[Point labeling rows]
^^^^
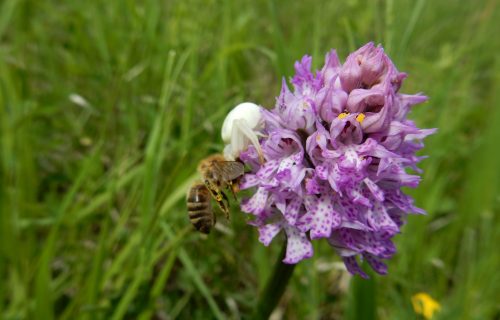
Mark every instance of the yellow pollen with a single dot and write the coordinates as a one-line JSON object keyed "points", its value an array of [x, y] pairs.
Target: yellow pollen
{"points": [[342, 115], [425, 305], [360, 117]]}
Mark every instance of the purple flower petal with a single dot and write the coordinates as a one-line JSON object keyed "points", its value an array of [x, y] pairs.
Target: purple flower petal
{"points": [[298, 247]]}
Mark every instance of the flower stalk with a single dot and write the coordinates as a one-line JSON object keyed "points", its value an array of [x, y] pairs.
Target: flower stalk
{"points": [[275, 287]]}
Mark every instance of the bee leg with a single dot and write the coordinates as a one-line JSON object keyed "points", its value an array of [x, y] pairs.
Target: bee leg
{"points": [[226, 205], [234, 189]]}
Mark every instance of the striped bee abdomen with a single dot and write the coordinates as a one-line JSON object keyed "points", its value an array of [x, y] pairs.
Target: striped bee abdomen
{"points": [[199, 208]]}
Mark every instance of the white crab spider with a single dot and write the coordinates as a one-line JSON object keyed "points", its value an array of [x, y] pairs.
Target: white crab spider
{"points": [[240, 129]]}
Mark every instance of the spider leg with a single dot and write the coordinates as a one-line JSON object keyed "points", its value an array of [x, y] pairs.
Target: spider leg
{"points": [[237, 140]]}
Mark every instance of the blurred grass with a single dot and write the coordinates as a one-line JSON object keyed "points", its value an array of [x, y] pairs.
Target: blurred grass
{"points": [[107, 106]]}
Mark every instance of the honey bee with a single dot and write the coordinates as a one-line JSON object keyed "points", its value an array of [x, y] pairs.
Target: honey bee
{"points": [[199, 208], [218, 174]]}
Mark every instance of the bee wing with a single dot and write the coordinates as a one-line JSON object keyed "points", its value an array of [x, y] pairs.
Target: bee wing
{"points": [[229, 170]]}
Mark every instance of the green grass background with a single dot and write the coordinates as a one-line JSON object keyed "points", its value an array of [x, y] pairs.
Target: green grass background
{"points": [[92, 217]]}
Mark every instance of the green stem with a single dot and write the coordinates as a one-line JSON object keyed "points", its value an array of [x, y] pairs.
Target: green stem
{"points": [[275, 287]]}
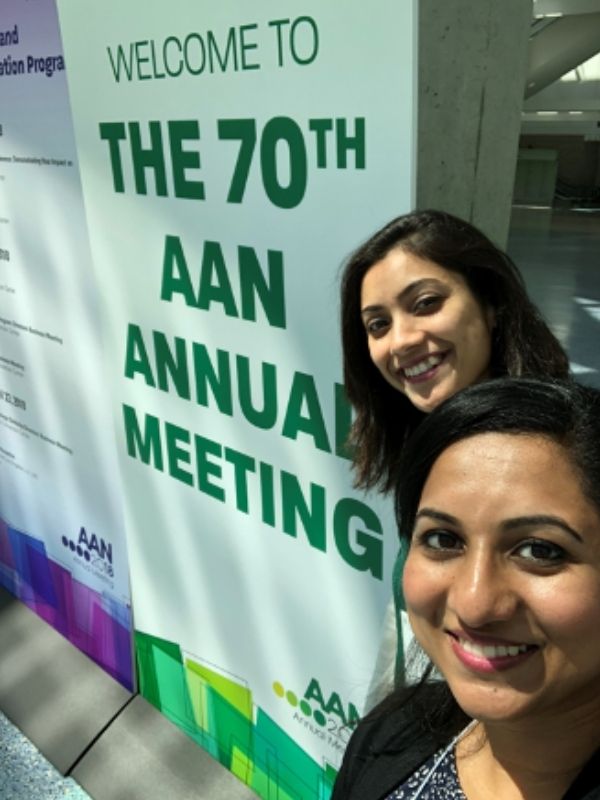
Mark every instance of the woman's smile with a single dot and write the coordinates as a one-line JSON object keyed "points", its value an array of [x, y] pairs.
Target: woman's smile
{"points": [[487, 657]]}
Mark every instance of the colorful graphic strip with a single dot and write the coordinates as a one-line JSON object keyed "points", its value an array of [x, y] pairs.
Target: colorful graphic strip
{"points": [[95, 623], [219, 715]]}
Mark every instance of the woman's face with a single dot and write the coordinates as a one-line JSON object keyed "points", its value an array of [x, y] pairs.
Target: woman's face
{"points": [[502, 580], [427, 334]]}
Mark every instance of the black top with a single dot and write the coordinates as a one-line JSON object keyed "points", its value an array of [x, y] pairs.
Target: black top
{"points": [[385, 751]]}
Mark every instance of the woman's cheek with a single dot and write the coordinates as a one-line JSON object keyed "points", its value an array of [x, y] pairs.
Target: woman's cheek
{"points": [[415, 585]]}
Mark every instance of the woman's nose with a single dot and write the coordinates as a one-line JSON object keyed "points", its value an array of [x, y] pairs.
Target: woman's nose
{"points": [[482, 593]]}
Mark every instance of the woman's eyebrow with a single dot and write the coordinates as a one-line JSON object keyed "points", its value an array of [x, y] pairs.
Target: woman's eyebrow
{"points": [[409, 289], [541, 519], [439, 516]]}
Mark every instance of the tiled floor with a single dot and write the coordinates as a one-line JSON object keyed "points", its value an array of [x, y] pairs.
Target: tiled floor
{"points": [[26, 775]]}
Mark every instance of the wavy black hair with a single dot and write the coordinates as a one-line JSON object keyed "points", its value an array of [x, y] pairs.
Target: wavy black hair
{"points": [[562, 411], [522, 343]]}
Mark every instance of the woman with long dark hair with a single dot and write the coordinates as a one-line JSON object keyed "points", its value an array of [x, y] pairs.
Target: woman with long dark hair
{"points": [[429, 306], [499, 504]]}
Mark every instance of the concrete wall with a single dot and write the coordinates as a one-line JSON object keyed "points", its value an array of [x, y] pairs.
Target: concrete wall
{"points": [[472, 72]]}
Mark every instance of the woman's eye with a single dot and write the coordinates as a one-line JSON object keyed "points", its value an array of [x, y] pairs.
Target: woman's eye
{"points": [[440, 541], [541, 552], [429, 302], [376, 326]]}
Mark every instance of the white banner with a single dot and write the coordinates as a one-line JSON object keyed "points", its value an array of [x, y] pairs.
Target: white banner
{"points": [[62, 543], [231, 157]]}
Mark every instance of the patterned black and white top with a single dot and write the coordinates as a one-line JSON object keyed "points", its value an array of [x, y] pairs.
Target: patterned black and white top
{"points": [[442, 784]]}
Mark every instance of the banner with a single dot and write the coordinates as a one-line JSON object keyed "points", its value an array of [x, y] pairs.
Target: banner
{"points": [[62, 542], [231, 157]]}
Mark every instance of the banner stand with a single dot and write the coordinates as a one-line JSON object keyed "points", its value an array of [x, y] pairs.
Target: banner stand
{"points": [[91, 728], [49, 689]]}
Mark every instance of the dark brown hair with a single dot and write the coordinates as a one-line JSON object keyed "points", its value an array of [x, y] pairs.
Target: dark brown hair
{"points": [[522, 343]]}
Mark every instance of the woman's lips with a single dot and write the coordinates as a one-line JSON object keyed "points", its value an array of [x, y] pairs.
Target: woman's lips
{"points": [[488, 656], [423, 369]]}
^^^^
Rewrite all the rows above, changing every "with a single dot" to "with one dot" and keeping everything else the same. Leave the pictures out.

Mark every instance of the yellow pollen with one dot and write the coordinates as a one-line JSON object keyed "points", its value an array of [x, y] pairs.
Target: yellow pollen
{"points": [[342, 115], [425, 305], [360, 117]]}
Mark every instance of the purple flower petal with one dot and write the coordinates as a one-line JSON object keyed "points", its value an array of [x, y] pairs.
Target: purple flower petal
{"points": [[298, 247]]}
Mark every instance of the flower stalk with one dot and write the coordinates as a one-line JSON object keyed "points", its value an array of [x, y] pairs.
Target: flower stalk
{"points": [[275, 287]]}
Mark every instance of the bee leg with one dot and write the coordinates as a one-line JSON object keyed "points", its value an array of [x, y] pairs.
Target: bee leg
{"points": [[226, 205], [234, 189]]}
Mark every instance of the striped bee abdomen with one dot and write the coordinates as a one-line JSON object keyed "points", its value an array of [x, y] pairs.
Target: striped bee abdomen
{"points": [[199, 208]]}
Mark every instance of the white crab spider with one dot and write the coordinates as a one-line JSON object keyed "points", its value an array of [x, y] pairs.
Target: white crab spider
{"points": [[240, 129]]}
Mark every instance of the spider leg with one dot and write the coordinates as a one-line JSON object keyed "points", its value an array of [x, y] pairs.
Target: spider leg
{"points": [[237, 140]]}
Mark every instance of the blurred grass with one dot and write the coordinates as a one-line JSON object keyed "points", its value an array of [x, y] pairs.
Target: blurred grass
{"points": [[107, 106]]}
Mark every instance of the honey bee with one dot and write the coordinates as a one-line JSON object keyed "points", its value an array of [x, y] pairs.
Target: honey bee
{"points": [[199, 208], [218, 174]]}
Mark every instance of the bee wing with one dot and write the coordinates as a one-line JSON object keyed "points", its value an array of [x, y] pairs.
Target: bee wing
{"points": [[229, 170]]}
Mark every instance of the green grass background with one dot and write the coordinates as a one-line JSON object keyed "points", its value an array of [x, y] pairs.
Target: green grass background
{"points": [[92, 217]]}
Mark every instance of the green stem with one dot and write the coordinates as a one-line JSON object keyed "points", its value an array of [x, y] pairs.
Target: green stem
{"points": [[275, 287]]}
Mark every instance of the woman's smile with one dot and write the coordinates as a one-line JSON object keyed "points", its value an array of [x, y] pairs.
Target: woman's smile
{"points": [[487, 657]]}
Mark every instance of the colorful graphic strip with one dot and write the coordinates as a one-line JSON object keyed "points", its value an array of [x, y] pairs.
Target: colorful graphic strip
{"points": [[95, 623], [219, 715]]}
Mark every instance of the woman's face with one dot and write the coordinates as a one-line JSON object keyed "points", its value an array of [x, y] pairs.
Target: woman's face
{"points": [[502, 580], [427, 334]]}
Mark every instance of the black top with one dot and write the coordinates as a one-line JSON object keyed "points", its value an array of [x, y] pairs.
Target: black top
{"points": [[385, 751]]}
Mark every instance of the woman's cheek with one dot and write the coordinates as a one-line JSON object keyed "points", its value an array of [x, y] pairs.
Target: woman's cheek
{"points": [[415, 585]]}
Mark every instance of the woman's nose with one dot and write the coordinates as a one-line JSON object keyed "points", its value an array of [x, y] pairs.
Target: woman's nose
{"points": [[482, 593]]}
Mark every instance of the woman's eyebrow with one dot and write the coordinates as a one-line JSON object keyed "points", its value an array of [x, y] pairs.
Target: woman's eyebrow
{"points": [[409, 289], [541, 519], [439, 516]]}
Mark every instance of the tiled floor with one dot and write the coordinates as a one-line JSON object keyed "points", its value an array of [x, y] pairs.
Target: tiled floor
{"points": [[26, 775]]}
Mark every instance of the wavy black hair with one dot and write the coordinates as a one-line JSON object keyed "points", its value an array of [x, y] pairs.
Target: wavy black hair
{"points": [[562, 411], [522, 343]]}
Mark every instance of the woman with long dark hair with one dot and write the coordinates as a one-line JSON object keyed "points", its value an array of [x, y] pairs.
Target: woman with long dark hair
{"points": [[429, 306], [499, 504]]}
Mark every instance of the concrete wall with one dot and write the coordinates as a one-line JSON object keyed "points", its value an array of [x, y] pairs.
Target: concrete wall
{"points": [[472, 72]]}
Mark every instance of the woman's eye with one dot and write the coordinates as a one-line JSON object keyed "points", its value an array of [x, y] pairs.
Target: woman's eye
{"points": [[440, 541], [541, 552], [429, 302], [376, 326]]}
Mark every instance of the white banner with one dot and write the coordinates as a one-line JSON object keyed "points", its value an array of [x, y] pairs.
Target: white banner
{"points": [[62, 543], [231, 157]]}
Mark every instance of the patterned black and white top with one dot and write the coordinates as a one-line JSON object keyed "points", its value an array of [x, y] pairs.
Target: patterned black and white top
{"points": [[442, 784]]}
Mark every instance of the banner with one dot and write the coordinates as a one-line JSON object keyed "points", its value an array of [x, y] pairs.
Target: banner
{"points": [[62, 542], [231, 157]]}
Mark every instance of the banner stand with one dot and write the coordinates as a one-line JSON object keyed "points", its value an array of [x, y] pairs.
Target: banner stand
{"points": [[91, 728], [49, 689]]}
Mark every instance of the dark brown hair with one dot and write the coordinates as a one-line JSON object keyed "points", its value an array of [x, y] pairs.
Target: dark brown hair
{"points": [[522, 343]]}
Mark every instance of the woman's lips with one dot and write the coordinates as a one-line JSON object keyed "points", its value an array of [x, y] pairs.
Target: woman's lips
{"points": [[488, 656], [423, 369]]}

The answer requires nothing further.